● **Objective 1**
Format the stretch of the records from the line containing "For every instance of the paved" through the line containing "x=969 y=101" as a JSON list of strings, one string per line, leaving out blank lines.

● **Text segment**
• • •

Bowen was outstanding: his delivery of the Evangelist’s narrative struck the ideal balance of clarity, dramatic flow and tenderness.
Rian Evans, The Guardian

Acclaimed for the clarity and beauty of his singing and dynamic stage presence, British tenor Gwilym Bowen performs internationally with orchestras and ensembles of the highest calibre. Frequently described by reviewers as the “stand-out performance” (Independent, Guardian, Limelight Magazine) he is also a “Mozart tenor to the life and a little bit more” (Arts Desk) and celebrated for his interpretations of the J.S. Bach Passions “the most immersed I’ve seen an Evangelist in the drama” (bachtrack).

Biography —

Acclaimed for the clarity and beauty of his singing and dynamic stage presence, British tenor Gwilym Bowen performs internationally with orchestras and ensembles of the highest calibre. The years 2020-21 being somewhat disrupted, his most recent engagements include James MacMillan’s All the Hills and Vales Along at the Edinburgh Festival; Dussek’s Messe Solemnelle with the Academy of Ancient Music; a Purcell programme, ‘Gabriel – An Entertainment with Trumpet’ with The English Concert, Alison Balsom and Harry Bicket at Barbican, Messiah with the Royal Liverpool Philharmonic Orchestra and Queensland Symphony Orchestra conducted by Stephen Layton and Bach’s Christmas Oratorio with the Oslo Philharmonic under François Leleux.

With repertoire ranging from the Baroque to the contemporary, with a specialist interest in Bach, Monteverdi and Handel his operatic highlights include Valletto L’incoronazione di Poppea for Angers-Nantes Opéra; Eurimaco/Giove Il ritorno d’Ulisse in Patria at The Grange Festival; Damon Acis and Galatea and multiple roles in Poppea and Ulisse with Academy of Ancient Music at the Barbican, the Ateneul Roman in Bucharest and Scuola Grande di San Rocco in Venice; Sylph in Rameau Zaïs with the Orchestra of the Age of Enlightenment at Queen Elizabeth Hall and Father in Hasse’s Piramo e Tisbe with The Mozartists. Opera roles have also included Tom Rakewell The Rake’s Progress and Pelléas Pelléas et Mélisande; forthcoming engagements include debuts at Opera de Lille, L’atelier lyrique de Tourcoing and Opéra de Montréal, and a return to The Grange Festival as Snout A Midsummer Night’s Dream.

• • •

(Excerpts from point annotation records)
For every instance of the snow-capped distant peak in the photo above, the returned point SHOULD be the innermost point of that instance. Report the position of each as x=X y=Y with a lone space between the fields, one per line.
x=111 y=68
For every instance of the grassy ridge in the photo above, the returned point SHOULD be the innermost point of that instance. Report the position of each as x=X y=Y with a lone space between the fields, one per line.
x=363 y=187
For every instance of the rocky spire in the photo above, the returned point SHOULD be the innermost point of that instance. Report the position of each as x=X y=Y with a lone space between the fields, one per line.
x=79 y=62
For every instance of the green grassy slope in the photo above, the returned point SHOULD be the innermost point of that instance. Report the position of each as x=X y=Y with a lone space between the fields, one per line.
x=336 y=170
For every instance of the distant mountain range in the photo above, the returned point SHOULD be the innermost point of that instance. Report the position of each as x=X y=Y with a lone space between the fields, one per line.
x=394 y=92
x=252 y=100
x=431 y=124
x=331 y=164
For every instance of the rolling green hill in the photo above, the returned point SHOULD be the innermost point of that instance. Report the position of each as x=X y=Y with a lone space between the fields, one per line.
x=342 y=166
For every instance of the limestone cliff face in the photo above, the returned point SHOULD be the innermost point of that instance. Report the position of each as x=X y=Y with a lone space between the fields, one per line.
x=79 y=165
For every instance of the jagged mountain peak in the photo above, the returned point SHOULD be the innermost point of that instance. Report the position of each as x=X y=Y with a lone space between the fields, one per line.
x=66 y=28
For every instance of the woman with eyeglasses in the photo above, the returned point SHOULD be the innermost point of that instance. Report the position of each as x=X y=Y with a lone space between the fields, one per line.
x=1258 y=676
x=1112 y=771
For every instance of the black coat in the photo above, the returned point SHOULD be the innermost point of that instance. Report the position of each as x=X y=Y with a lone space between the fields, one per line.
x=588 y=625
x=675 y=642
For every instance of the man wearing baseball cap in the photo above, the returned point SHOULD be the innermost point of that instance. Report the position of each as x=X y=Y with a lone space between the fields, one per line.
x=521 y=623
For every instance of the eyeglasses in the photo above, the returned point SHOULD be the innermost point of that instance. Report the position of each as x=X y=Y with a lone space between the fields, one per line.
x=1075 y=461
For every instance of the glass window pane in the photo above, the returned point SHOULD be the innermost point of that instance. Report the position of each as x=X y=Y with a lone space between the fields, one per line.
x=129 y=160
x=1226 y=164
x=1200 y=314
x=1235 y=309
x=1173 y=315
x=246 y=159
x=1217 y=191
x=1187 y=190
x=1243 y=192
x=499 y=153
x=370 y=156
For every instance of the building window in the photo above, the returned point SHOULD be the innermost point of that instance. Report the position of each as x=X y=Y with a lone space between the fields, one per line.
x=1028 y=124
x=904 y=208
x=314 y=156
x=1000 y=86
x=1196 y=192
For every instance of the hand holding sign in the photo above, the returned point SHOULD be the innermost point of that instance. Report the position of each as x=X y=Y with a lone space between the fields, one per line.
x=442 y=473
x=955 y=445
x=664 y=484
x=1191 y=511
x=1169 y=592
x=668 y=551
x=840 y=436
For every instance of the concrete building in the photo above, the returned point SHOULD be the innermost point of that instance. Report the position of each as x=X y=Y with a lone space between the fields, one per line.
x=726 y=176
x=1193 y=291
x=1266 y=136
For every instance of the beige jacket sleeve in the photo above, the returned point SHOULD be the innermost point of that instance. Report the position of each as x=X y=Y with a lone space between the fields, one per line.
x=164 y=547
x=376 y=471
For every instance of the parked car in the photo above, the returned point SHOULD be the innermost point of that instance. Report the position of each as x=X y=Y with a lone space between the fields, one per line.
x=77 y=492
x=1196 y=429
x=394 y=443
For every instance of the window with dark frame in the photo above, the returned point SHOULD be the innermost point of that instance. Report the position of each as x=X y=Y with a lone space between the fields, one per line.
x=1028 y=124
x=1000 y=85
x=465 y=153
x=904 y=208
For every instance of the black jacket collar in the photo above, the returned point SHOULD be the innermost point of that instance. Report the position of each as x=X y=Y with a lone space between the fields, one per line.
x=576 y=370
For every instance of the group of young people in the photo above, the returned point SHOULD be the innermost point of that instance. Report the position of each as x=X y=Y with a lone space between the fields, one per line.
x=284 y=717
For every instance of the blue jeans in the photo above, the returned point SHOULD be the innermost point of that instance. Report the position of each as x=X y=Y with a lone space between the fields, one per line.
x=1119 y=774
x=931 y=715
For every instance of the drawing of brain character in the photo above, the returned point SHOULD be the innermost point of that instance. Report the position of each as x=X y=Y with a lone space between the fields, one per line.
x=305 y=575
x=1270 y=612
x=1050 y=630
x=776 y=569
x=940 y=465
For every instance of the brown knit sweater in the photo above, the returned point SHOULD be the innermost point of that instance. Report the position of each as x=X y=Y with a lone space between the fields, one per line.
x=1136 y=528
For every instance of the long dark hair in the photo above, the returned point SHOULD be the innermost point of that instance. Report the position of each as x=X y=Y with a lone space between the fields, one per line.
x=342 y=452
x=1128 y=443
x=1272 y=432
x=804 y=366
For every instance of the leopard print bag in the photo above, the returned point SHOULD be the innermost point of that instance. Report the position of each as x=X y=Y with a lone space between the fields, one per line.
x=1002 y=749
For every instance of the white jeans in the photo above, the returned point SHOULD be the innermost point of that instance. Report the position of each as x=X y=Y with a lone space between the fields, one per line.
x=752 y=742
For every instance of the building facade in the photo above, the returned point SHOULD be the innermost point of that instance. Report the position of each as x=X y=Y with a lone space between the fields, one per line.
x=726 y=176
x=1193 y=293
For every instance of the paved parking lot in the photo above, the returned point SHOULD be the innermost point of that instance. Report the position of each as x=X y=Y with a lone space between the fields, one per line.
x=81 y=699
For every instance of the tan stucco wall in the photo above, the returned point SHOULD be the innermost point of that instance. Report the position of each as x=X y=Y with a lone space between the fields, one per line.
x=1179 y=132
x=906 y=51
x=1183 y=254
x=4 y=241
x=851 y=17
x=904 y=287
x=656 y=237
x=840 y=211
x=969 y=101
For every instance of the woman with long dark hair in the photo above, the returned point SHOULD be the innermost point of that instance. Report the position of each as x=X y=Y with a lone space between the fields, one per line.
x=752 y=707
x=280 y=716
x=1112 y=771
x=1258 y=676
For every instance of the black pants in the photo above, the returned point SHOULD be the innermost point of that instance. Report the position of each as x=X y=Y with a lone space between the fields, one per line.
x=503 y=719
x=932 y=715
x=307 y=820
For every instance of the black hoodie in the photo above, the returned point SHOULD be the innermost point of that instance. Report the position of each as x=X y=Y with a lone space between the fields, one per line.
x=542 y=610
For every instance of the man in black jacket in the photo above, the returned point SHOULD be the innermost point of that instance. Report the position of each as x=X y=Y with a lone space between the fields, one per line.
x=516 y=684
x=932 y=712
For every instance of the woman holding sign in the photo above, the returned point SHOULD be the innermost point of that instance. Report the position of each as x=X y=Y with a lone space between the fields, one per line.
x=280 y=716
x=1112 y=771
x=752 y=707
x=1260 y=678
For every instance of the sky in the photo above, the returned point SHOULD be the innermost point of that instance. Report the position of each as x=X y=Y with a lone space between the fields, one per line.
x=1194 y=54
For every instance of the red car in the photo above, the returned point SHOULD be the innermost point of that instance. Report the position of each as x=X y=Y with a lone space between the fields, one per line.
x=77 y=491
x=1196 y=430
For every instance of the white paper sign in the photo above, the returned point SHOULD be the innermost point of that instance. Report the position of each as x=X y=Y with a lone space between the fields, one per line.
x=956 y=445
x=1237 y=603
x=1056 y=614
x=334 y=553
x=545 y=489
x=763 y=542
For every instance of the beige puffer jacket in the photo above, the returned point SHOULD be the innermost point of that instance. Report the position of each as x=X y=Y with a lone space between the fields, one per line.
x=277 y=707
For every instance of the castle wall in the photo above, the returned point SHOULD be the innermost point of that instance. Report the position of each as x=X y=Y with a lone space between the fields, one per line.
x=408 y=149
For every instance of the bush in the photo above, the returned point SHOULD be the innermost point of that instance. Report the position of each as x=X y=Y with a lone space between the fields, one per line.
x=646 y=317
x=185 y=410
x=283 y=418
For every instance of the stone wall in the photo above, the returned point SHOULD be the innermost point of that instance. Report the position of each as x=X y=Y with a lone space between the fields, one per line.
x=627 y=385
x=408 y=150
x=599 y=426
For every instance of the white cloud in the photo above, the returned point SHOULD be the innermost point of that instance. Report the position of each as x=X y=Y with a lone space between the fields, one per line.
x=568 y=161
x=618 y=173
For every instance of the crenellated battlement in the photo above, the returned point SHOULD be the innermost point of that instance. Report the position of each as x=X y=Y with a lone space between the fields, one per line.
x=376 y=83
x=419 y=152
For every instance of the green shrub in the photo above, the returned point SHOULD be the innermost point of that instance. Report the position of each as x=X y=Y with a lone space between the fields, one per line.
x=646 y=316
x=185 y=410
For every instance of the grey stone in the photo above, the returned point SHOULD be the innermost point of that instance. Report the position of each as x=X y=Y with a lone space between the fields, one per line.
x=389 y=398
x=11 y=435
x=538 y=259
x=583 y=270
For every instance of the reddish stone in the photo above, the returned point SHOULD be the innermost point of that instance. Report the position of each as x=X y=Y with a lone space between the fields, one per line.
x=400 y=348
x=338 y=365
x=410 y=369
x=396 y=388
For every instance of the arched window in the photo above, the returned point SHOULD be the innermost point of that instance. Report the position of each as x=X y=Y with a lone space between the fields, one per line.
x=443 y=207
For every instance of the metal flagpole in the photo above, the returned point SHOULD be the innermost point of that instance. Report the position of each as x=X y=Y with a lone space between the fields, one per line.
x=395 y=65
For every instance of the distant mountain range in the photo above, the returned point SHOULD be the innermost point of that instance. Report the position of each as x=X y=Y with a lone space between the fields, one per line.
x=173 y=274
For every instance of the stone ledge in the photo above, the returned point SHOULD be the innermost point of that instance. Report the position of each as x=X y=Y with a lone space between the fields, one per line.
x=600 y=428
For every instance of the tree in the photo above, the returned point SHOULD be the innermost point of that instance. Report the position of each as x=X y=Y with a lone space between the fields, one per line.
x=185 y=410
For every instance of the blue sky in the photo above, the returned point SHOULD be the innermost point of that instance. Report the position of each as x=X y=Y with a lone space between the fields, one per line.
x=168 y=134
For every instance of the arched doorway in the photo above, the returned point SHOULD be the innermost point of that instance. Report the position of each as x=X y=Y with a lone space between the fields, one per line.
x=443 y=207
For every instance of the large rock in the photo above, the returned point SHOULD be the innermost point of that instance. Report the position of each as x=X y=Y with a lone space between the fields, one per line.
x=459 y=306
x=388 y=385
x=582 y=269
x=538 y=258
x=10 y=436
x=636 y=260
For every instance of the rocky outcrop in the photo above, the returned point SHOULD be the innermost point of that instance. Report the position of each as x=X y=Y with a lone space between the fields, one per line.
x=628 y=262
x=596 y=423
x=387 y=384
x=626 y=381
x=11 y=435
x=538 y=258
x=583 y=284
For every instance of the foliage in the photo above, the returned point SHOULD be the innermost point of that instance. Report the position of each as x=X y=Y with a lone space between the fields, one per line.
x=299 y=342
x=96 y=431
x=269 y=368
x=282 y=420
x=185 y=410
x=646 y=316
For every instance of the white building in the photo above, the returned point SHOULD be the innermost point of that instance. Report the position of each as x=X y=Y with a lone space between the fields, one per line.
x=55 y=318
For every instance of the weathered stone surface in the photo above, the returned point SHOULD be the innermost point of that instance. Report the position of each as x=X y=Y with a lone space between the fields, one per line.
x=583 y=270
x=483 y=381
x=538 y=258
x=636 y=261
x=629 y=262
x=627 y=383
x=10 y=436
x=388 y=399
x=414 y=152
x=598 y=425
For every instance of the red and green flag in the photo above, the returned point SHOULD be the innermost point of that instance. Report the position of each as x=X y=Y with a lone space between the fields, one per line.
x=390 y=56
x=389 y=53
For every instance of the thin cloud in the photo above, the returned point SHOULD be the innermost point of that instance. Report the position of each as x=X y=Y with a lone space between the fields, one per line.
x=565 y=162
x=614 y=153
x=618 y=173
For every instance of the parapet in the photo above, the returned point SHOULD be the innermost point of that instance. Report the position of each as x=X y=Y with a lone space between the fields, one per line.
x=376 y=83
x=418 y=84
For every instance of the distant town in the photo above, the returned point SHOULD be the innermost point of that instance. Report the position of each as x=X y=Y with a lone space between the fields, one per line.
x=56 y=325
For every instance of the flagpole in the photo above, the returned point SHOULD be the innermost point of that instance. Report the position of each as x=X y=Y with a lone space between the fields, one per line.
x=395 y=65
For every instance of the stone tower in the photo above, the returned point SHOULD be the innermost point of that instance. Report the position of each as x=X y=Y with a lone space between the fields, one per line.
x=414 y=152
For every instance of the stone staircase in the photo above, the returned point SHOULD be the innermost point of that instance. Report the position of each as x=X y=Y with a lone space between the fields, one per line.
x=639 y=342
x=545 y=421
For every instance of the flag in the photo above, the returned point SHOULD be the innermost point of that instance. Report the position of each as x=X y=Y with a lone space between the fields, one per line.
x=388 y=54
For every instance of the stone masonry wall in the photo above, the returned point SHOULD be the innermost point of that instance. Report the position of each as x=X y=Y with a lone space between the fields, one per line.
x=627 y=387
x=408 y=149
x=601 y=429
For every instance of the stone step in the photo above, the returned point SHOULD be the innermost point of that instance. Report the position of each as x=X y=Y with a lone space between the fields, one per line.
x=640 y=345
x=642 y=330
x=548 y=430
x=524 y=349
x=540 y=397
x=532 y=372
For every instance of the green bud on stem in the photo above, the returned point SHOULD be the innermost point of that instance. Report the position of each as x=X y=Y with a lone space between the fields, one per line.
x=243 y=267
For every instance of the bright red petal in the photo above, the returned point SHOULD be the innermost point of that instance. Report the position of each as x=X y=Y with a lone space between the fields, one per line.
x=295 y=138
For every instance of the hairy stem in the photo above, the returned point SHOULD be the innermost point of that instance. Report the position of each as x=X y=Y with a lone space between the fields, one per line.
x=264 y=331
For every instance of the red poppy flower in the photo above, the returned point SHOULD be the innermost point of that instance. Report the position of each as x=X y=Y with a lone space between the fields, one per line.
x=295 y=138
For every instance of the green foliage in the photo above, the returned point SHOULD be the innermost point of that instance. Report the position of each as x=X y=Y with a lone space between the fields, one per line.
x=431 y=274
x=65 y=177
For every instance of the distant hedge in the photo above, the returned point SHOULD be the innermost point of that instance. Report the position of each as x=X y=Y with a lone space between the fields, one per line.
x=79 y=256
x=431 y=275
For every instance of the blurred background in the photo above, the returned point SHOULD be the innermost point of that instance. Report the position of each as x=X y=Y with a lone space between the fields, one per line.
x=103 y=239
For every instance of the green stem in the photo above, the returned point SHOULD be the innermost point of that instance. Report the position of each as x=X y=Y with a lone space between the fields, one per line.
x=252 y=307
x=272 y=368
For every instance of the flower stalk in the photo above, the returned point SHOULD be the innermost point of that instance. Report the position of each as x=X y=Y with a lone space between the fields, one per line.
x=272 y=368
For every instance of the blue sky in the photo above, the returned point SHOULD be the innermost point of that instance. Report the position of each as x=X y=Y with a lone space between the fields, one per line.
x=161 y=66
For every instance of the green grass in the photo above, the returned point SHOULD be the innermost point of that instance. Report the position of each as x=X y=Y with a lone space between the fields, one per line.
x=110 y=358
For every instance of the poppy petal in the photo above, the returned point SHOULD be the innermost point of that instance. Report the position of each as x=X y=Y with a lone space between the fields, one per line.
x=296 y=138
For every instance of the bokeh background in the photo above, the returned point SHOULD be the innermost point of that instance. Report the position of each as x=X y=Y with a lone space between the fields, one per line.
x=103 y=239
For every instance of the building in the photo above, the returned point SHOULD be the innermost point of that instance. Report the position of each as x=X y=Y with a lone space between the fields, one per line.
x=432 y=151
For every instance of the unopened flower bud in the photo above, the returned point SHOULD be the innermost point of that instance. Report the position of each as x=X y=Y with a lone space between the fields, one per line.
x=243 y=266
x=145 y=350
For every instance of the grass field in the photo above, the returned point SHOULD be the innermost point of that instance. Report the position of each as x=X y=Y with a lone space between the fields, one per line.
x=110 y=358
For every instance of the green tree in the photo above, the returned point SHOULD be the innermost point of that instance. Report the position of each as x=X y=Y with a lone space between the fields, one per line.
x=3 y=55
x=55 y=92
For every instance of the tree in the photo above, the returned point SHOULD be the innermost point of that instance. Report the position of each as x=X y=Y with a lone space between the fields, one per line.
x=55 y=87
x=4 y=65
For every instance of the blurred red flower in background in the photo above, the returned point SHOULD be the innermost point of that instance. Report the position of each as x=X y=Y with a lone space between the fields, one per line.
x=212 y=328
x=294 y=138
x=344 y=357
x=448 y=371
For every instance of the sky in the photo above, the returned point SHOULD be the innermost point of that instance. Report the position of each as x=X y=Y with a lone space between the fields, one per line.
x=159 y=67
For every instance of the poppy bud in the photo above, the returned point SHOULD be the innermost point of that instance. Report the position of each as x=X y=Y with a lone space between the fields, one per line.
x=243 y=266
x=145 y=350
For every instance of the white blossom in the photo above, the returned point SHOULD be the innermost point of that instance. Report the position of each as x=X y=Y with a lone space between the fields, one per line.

• • •

● **Objective 2**
From the biography of Gwilym Bowen, reproduce the stretch from "With repertoire ranging" through "Midsummer Night’s Dream.", swapping "Bucharest" for "Cluj".

● **Exercise result 1**
[
  "For every instance of the paved parking lot in the photo above, the returned point SHOULD be the innermost point of that instance. Report the position of each as x=X y=Y with a lone space between the fields, one per line.",
  "x=81 y=699",
  "For every instance of the tan stucco wall in the photo above, the returned point SHOULD be the innermost point of that instance. Report the position of each as x=X y=Y with a lone space between the fields, one per line.",
  "x=1179 y=132",
  "x=906 y=51",
  "x=1183 y=254",
  "x=4 y=241",
  "x=851 y=17",
  "x=904 y=287",
  "x=656 y=237",
  "x=840 y=211",
  "x=969 y=101"
]

● **Exercise result 2**
With repertoire ranging from the Baroque to the contemporary, with a specialist interest in Bach, Monteverdi and Handel his operatic highlights include Valletto L’incoronazione di Poppea for Angers-Nantes Opéra; Eurimaco/Giove Il ritorno d’Ulisse in Patria at The Grange Festival; Damon Acis and Galatea and multiple roles in Poppea and Ulisse with Academy of Ancient Music at the Barbican, the Ateneul Roman in Cluj and Scuola Grande di San Rocco in Venice; Sylph in Rameau Zaïs with the Orchestra of the Age of Enlightenment at Queen Elizabeth Hall and Father in Hasse’s Piramo e Tisbe with The Mozartists. Opera roles have also included Tom Rakewell The Rake’s Progress and Pelléas Pelléas et Mélisande; forthcoming engagements include debuts at Opera de Lille, L’atelier lyrique de Tourcoing and Opéra de Montréal, and a return to The Grange Festival as Snout A Midsummer Night’s Dream.